**What to work on:**
Reproduce the passage about the emergency room word for word, starting at "The staff and" and ending after "reduce that load.".

The staff and patients were the New York Rainbow Coalition of diversity in race, age, gender and ability. A night on duty must give a fledgling doc an education worth weeks of textbook learning. At one point the announcement came over the loudspeaker,”Area C, prepare for a stroke.” And they did.

The staff remained calm and moved in a pattern that appeared random throughout the night, but which I assume was ordained by a triage algorithm. When we did interact, I was impressed by the humanity and even warmth we were shown.

The aide who wanted to bring me a more comfortable chair (which I foolishly refused, thinking I would be leaving shortly), said that a major problem was people using the ER as their primary care physician, and coming in with a cold. Makes me wonder if the efforts of the ACA (I prefer Obamacare) to remedy this will reduce that load.

**Data below:**
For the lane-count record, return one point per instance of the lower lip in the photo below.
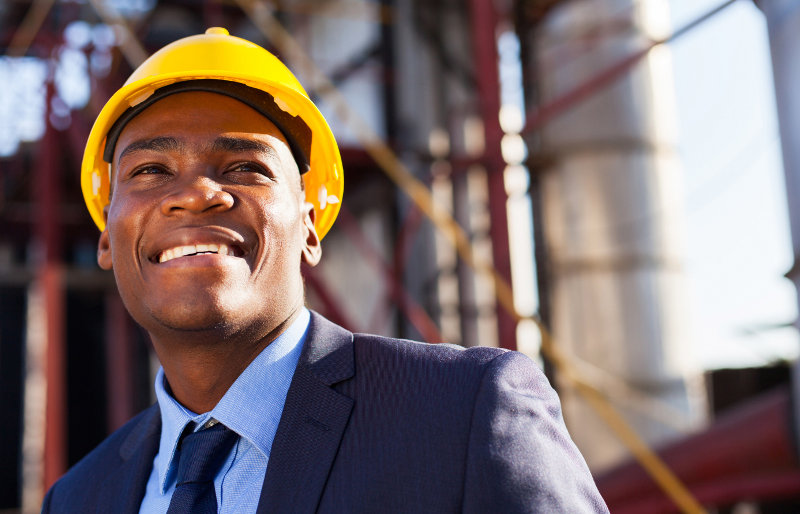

**Result of the exercise:**
The staff and patients were the New York Rainbow Coalition of diversity in race, age, gender and ability. A night on duty must give a fledgling doc an education worth weeks of textbook learning. At one point the announcement came over the loudspeaker,”Area C, prepare for a stroke.” And they did.

The staff remained calm and moved in a pattern that appeared random throughout the night, but which I assume was ordained by a triage algorithm. When we did interact, I was impressed by the humanity and even warmth we were shown.

The aide who wanted to bring me a more comfortable chair (which I foolishly refused, thinking I would be leaving shortly), said that a major problem was people using the ER as their primary care physician, and coming in with a cold. Makes me wonder if the efforts of the ACA (I prefer Obamacare) to remedy this will reduce that load.